→ PROVIDED DATA
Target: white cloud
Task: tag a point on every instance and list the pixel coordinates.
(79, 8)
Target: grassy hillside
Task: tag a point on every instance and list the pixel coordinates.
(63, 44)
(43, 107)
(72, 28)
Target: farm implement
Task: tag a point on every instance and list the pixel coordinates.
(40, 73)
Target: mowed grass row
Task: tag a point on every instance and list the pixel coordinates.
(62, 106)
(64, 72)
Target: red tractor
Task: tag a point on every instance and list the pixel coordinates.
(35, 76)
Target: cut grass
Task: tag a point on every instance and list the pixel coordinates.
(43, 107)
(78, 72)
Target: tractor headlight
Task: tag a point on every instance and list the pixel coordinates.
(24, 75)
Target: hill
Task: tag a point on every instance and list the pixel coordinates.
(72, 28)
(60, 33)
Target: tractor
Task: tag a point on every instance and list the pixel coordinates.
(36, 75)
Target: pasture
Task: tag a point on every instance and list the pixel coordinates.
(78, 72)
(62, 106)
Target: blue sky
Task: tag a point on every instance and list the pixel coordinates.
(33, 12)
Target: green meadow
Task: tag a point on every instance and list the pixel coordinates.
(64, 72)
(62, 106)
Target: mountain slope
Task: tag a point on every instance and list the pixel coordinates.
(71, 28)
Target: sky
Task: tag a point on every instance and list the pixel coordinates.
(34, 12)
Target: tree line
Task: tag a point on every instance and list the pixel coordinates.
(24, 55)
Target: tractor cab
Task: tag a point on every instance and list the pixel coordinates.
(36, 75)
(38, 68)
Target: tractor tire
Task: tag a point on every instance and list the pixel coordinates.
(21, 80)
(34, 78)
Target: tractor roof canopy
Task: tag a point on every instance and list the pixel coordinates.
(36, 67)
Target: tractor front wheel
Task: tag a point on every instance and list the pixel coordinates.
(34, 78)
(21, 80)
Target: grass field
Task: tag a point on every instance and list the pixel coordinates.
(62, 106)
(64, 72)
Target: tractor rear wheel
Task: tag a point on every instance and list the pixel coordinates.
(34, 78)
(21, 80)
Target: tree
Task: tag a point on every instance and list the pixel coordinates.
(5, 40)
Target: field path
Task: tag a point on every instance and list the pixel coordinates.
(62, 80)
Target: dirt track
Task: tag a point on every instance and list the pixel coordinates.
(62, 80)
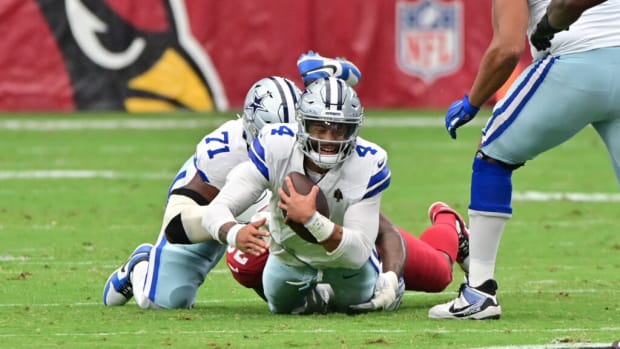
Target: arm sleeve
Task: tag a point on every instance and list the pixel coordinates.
(244, 185)
(359, 232)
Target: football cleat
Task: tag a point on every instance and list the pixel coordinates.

→ WRITTEN EXERCISE
Retype word for word the span of lines above that begins with the line containing "Target: tractor front wheel" and ends with the last line of the records; skip all pictures.

→ THE OUTPUT
Target: tractor front wheel
Task: tag a point on every instance and list the pixel coordinates.
(34, 78)
(21, 80)
Target: grass field
Task: tag a point on every instance and list the pixel coordinates.
(62, 106)
(64, 72)
Target: tractor rear wheel
Task: tag a point on every instance and list the pixel coordinates.
(34, 78)
(21, 80)
Target: tree
Task: tag a point on every instance and list the pixel coordinates.
(5, 40)
Target: field path
Task: tag a point on every instance and list the pixel coordinates.
(62, 80)
Target: dirt track
Task: tag a point on every instance and list the pixel coordinates.
(62, 80)
Target: arm sleeve
Task: tag a point on every instance and list the pixel coordinates.
(244, 185)
(359, 232)
Target: football cleat
Task: tag a point on every instance and list the pixel coordinates.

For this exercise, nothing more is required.